→ Material for this exercise:
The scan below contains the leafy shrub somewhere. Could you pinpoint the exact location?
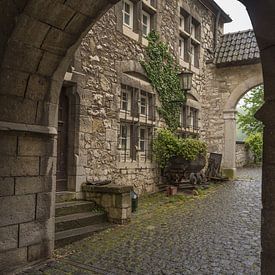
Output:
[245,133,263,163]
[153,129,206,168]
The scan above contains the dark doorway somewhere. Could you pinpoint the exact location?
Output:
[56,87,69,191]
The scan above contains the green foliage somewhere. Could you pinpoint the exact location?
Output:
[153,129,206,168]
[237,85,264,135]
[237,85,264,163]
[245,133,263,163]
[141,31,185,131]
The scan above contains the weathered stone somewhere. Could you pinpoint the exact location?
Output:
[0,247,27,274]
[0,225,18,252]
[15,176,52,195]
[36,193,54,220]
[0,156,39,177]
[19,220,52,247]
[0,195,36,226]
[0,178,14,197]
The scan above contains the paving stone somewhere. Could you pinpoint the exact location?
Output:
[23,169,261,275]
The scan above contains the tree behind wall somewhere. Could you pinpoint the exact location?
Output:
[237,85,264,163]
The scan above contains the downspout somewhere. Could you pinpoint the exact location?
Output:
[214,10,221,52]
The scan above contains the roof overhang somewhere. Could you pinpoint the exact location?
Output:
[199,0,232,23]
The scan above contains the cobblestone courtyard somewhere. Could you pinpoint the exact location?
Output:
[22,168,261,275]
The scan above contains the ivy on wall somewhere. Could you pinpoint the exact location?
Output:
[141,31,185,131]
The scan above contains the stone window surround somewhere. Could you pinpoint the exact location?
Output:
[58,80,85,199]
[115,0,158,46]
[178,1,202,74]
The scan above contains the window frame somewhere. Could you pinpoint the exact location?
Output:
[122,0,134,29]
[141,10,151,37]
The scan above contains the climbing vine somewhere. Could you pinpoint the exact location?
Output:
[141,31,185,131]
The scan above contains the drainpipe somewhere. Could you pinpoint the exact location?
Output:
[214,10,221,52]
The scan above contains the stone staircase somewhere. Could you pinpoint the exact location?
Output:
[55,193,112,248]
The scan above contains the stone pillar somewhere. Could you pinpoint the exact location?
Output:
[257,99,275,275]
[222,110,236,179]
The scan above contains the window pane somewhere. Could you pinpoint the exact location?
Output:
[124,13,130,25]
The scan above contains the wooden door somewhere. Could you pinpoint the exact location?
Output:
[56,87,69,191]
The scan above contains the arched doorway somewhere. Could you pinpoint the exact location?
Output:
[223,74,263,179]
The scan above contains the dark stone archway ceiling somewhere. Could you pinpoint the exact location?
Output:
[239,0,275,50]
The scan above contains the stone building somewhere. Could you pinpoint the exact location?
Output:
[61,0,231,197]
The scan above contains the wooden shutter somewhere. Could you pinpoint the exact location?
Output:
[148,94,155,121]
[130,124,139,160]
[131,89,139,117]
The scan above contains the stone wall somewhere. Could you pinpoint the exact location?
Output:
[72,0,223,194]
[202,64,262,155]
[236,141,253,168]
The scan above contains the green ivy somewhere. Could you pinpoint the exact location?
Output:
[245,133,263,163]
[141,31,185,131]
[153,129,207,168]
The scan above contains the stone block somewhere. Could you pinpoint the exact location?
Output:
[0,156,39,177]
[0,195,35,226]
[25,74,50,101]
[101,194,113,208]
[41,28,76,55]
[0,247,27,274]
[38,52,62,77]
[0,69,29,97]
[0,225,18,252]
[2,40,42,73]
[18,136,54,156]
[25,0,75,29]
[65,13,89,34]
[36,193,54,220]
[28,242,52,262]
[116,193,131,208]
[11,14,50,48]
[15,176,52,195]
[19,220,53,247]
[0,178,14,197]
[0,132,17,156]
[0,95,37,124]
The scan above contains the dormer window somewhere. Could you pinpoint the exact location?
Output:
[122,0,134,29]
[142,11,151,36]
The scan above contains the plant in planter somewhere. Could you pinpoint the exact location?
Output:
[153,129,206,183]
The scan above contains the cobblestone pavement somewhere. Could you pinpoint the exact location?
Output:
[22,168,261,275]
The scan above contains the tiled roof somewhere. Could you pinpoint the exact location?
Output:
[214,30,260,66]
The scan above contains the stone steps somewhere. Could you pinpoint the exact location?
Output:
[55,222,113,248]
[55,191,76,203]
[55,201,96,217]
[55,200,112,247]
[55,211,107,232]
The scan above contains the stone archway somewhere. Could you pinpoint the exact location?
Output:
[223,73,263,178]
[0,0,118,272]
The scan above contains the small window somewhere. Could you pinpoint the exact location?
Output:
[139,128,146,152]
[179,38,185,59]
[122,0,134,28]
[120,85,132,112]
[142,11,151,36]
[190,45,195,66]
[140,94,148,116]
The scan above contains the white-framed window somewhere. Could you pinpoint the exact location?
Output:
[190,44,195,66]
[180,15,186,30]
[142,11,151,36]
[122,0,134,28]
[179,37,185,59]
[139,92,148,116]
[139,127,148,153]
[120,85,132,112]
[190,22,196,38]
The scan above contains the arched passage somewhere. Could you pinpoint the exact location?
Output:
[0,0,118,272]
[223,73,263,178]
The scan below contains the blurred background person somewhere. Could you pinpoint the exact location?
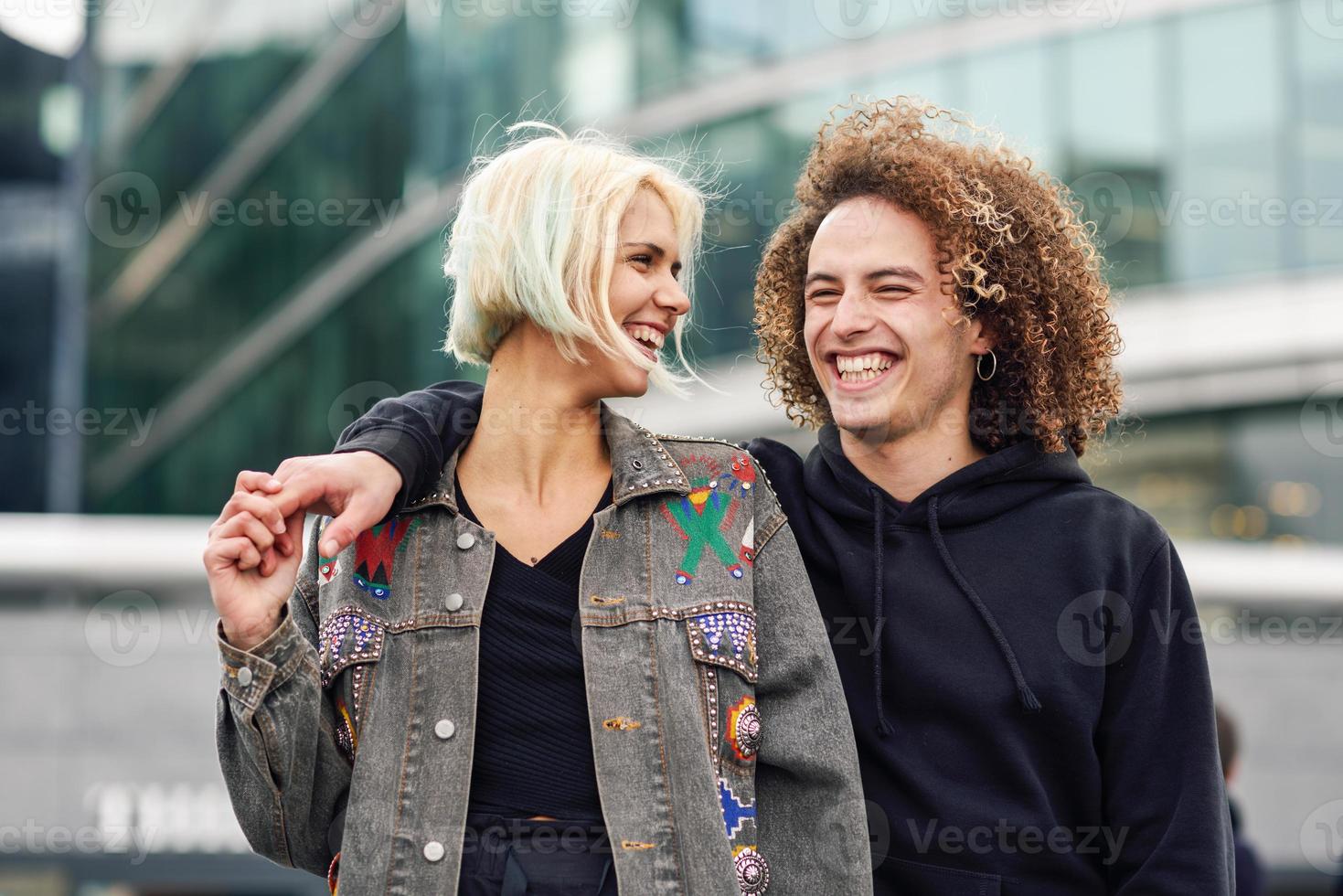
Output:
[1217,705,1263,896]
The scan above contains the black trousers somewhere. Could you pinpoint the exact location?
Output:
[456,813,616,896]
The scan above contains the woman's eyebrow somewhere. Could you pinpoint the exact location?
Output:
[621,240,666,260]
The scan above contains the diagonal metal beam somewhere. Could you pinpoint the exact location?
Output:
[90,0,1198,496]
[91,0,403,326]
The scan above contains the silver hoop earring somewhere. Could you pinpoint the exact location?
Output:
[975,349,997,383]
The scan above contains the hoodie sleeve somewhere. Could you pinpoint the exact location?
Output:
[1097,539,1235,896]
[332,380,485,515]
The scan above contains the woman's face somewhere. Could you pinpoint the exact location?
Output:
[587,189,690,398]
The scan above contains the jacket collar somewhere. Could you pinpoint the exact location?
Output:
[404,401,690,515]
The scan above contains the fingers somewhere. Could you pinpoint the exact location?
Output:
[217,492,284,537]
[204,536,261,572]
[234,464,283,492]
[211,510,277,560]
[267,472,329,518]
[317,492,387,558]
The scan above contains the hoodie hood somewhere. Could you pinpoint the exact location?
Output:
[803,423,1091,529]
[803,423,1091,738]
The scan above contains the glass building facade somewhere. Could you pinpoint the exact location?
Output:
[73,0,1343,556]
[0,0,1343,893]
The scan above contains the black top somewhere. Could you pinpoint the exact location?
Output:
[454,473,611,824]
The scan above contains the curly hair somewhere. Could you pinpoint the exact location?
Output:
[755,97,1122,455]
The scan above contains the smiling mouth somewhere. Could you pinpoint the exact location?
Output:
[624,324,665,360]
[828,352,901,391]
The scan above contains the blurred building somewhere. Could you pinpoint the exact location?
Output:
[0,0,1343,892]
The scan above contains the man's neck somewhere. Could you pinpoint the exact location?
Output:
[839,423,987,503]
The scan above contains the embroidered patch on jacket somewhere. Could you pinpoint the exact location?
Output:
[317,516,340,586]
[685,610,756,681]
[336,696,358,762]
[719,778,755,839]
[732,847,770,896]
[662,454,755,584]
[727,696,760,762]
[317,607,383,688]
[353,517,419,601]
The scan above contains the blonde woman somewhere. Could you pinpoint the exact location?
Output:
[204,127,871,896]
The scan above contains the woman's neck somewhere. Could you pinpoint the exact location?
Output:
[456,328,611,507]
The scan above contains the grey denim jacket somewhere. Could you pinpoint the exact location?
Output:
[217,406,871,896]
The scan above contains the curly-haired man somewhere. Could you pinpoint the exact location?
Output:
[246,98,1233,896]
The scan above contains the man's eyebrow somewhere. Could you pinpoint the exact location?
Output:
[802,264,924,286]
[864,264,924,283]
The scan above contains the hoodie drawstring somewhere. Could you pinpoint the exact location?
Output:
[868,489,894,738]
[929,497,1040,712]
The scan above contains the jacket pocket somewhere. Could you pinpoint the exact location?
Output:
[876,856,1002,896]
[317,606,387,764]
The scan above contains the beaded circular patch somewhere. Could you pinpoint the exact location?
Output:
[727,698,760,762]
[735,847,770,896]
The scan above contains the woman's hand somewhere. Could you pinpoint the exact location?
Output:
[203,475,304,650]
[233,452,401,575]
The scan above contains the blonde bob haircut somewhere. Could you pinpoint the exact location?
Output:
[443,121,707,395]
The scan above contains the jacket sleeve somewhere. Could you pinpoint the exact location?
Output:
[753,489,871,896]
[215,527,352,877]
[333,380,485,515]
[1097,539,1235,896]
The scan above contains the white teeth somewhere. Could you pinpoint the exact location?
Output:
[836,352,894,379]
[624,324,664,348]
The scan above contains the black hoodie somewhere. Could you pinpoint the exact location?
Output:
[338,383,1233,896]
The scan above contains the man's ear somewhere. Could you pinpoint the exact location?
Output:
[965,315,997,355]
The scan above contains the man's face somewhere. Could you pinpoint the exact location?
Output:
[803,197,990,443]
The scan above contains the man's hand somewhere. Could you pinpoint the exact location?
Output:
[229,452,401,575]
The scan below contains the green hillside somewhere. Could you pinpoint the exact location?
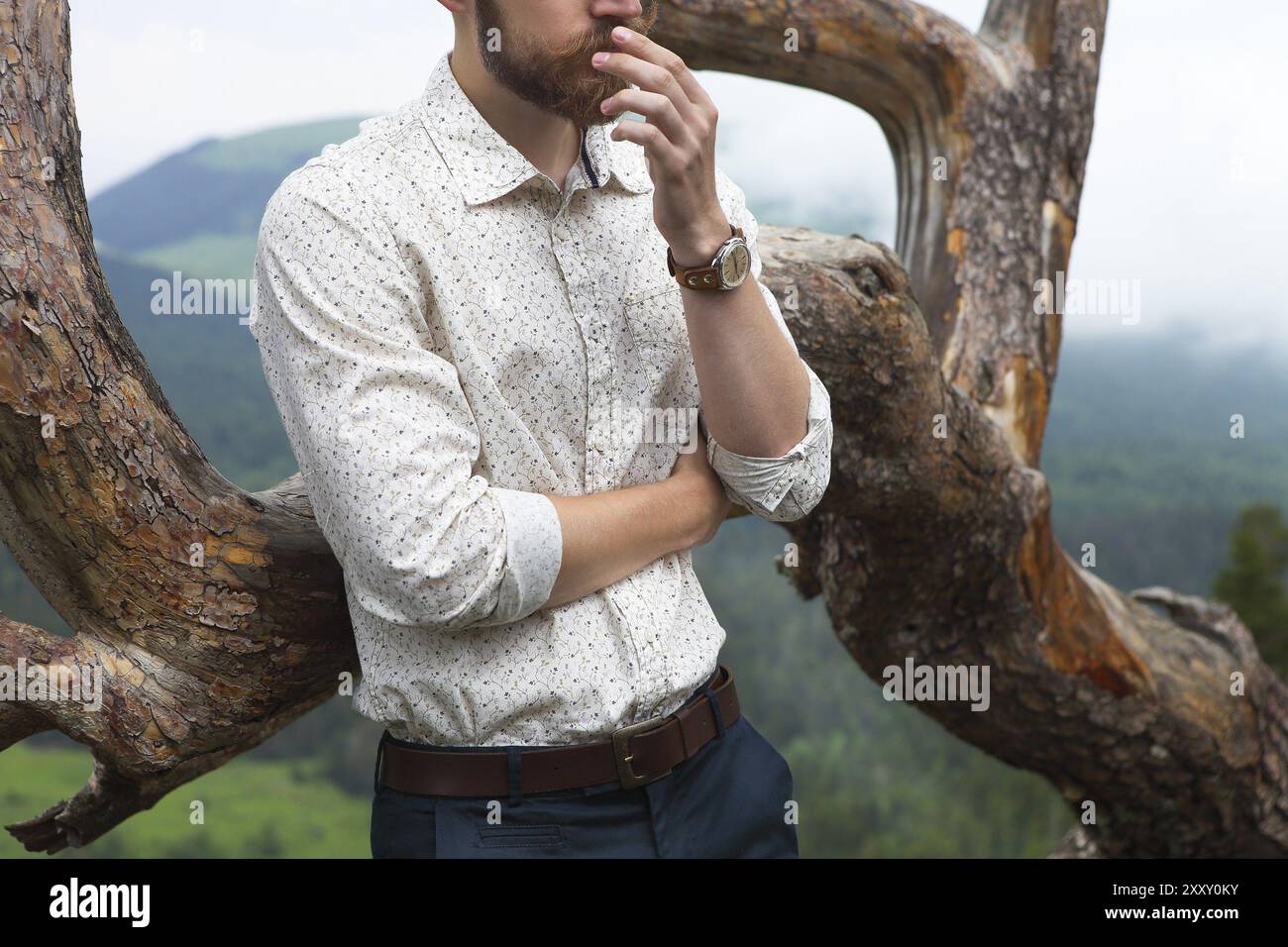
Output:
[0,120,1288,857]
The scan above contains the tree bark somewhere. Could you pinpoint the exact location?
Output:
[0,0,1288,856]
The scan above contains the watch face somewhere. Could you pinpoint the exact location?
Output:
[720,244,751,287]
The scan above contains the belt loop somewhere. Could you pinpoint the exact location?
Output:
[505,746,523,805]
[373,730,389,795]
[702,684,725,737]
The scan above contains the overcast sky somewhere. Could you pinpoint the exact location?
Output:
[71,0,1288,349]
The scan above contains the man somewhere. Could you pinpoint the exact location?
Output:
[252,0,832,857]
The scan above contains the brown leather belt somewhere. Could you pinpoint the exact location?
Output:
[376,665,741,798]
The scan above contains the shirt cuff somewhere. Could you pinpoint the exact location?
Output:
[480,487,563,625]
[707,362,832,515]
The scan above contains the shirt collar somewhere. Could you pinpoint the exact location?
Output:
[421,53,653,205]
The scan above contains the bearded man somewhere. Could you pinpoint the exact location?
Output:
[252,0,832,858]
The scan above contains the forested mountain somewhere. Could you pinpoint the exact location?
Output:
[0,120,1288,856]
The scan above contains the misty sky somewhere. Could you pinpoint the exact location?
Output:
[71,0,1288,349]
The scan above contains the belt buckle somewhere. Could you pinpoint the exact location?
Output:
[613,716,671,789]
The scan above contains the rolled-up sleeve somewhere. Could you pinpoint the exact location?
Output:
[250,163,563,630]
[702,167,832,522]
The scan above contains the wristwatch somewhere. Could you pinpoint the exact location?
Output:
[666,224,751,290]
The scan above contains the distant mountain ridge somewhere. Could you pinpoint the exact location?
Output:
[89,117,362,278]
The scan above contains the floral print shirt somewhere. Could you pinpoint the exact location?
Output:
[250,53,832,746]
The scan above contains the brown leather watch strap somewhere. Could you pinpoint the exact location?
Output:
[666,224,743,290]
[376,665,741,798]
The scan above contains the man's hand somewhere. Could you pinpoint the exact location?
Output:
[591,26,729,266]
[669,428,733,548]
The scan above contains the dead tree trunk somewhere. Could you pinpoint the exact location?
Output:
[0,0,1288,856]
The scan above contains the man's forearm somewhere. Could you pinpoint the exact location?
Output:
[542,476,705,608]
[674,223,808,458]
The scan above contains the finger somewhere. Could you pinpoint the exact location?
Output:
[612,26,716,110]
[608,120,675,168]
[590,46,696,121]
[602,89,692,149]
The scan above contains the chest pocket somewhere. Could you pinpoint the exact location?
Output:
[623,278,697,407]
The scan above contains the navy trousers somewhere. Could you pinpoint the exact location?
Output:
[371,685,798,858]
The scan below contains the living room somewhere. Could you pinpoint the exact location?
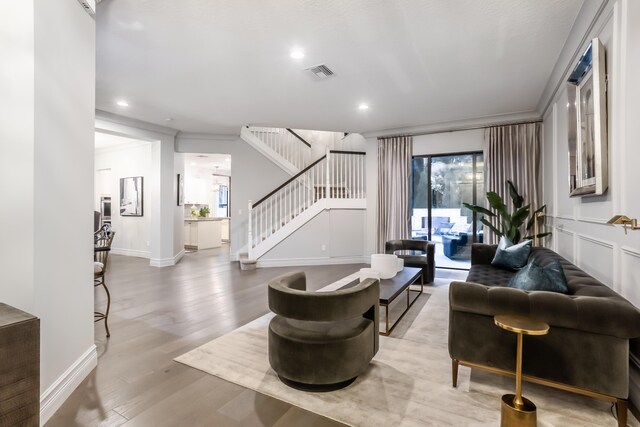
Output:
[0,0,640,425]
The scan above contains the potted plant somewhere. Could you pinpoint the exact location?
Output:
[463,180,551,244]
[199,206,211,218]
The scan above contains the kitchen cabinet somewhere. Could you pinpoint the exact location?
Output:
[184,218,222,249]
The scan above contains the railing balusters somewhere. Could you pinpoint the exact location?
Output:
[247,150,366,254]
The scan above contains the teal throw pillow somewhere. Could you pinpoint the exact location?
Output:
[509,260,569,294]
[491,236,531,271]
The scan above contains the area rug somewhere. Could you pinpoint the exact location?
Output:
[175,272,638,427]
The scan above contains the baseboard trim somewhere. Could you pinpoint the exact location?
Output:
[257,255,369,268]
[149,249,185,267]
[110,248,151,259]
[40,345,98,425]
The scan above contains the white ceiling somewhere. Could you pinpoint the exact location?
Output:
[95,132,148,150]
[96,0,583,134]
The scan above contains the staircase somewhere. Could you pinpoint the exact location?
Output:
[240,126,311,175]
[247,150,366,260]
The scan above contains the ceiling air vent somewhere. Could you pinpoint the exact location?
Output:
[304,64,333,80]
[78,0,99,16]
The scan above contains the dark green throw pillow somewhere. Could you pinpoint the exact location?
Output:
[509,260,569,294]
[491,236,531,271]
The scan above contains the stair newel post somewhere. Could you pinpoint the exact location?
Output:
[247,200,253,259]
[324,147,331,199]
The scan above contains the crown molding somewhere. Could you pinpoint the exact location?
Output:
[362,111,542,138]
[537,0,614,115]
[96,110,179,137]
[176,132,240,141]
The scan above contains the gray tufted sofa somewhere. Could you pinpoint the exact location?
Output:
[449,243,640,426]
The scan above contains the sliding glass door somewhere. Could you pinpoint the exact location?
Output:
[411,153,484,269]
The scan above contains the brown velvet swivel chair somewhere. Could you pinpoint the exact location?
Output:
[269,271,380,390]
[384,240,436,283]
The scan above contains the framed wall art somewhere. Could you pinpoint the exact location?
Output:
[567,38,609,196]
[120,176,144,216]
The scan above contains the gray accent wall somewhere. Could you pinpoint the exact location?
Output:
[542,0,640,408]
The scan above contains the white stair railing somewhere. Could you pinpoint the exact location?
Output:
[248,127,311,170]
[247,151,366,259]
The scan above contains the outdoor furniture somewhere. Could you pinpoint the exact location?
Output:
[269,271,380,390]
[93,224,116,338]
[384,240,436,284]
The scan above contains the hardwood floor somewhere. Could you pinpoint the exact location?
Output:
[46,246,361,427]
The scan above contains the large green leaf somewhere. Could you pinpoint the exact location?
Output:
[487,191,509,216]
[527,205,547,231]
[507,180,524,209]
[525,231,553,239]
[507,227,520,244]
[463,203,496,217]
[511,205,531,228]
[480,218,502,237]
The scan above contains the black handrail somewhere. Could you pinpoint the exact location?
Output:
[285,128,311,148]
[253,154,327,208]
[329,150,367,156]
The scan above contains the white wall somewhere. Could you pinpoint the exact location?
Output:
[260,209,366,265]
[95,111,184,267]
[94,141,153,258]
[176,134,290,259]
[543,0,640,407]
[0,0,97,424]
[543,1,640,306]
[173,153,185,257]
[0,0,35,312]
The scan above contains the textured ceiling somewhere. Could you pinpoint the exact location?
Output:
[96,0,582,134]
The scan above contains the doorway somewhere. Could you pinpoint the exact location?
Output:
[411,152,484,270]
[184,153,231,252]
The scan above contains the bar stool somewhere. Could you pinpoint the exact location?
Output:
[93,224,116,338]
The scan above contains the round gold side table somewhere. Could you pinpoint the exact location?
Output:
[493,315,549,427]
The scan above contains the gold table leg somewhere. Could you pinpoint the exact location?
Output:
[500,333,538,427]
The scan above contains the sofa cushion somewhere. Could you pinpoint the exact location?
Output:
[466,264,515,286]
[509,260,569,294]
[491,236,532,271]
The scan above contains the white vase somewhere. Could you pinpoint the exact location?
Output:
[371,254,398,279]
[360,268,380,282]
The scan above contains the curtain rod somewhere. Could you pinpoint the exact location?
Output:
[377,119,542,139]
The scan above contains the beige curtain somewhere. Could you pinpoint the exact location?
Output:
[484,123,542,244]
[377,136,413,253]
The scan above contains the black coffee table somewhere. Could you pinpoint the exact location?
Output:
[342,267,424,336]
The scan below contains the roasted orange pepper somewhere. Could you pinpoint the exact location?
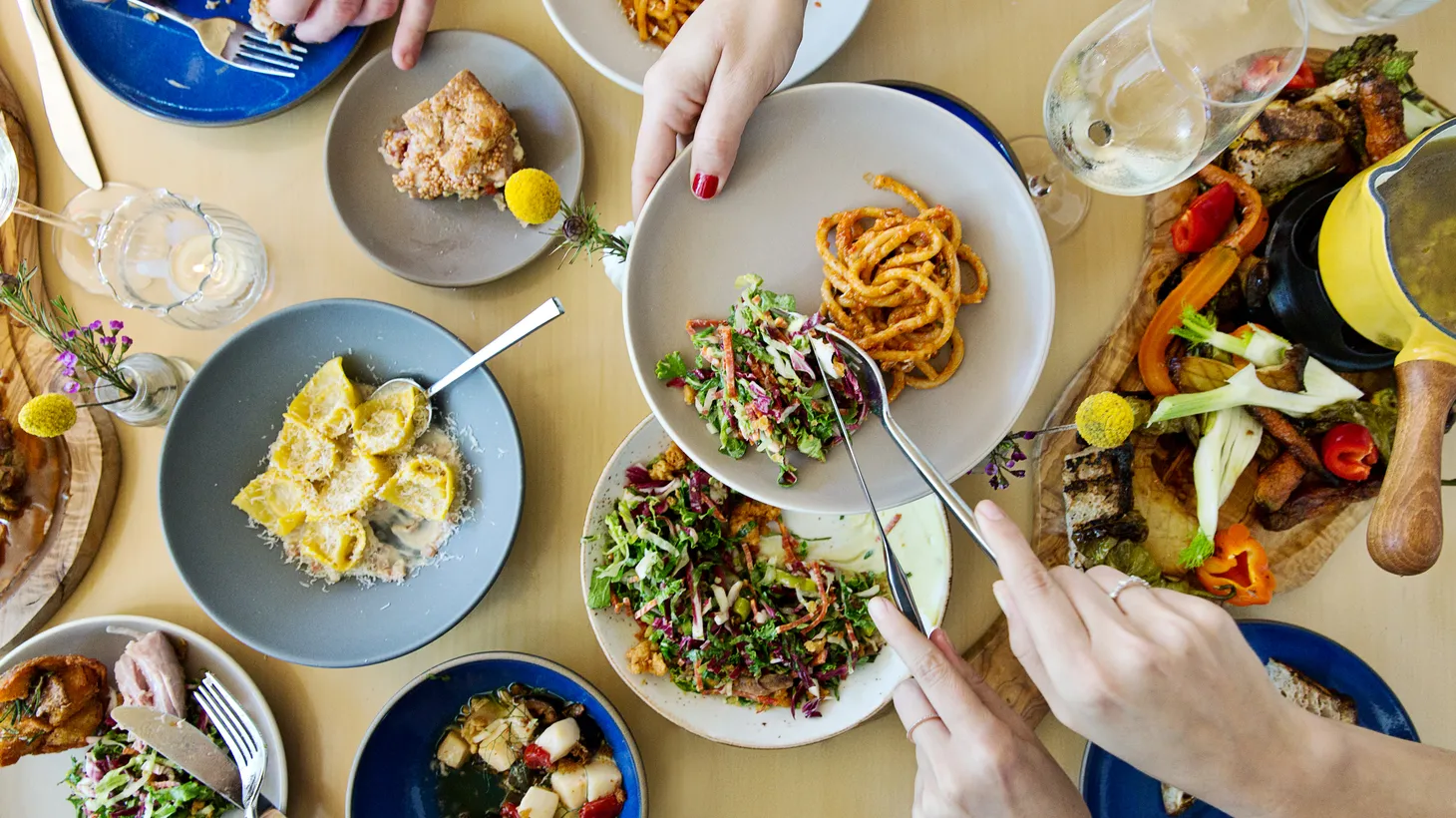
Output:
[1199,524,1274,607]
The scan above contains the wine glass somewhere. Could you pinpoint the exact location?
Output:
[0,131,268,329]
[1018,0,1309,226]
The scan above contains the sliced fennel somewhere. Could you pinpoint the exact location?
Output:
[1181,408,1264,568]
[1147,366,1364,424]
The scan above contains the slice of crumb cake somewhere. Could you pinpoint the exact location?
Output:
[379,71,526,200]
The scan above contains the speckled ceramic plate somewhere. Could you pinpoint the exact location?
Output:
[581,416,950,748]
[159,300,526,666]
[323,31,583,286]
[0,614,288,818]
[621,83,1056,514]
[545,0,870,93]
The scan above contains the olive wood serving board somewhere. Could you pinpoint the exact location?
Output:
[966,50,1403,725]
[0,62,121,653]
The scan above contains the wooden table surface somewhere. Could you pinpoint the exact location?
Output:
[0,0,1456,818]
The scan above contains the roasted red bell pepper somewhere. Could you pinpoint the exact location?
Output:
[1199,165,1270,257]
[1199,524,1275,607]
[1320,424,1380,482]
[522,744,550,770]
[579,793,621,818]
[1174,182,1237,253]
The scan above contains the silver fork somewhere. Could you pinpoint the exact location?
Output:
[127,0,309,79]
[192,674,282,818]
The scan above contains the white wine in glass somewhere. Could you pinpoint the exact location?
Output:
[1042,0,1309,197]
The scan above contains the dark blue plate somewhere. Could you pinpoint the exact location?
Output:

→ Exercise description:
Reproduce the data word for word, starting with the line that contains "The scan above contains the forested" and going on through the line that contains "[702,167,832,522]", with both of those lines included.

→ Result:
The scan above contains the forested mountain somewhere. Could you pinpoint the exact location?
Output:
[0,120,1288,856]
The scan above contains the misty sky somewhere. Could you pinpoint the exact location?
Output:
[71,0,1288,349]
The scan above contains the belt buckle somewhere. Could you pinpoint the exact location?
Output:
[613,716,671,789]
The scan above contains the rolled-up sleeve somewhere. Could you pinpoint the exact location?
Output:
[250,163,563,630]
[702,167,832,522]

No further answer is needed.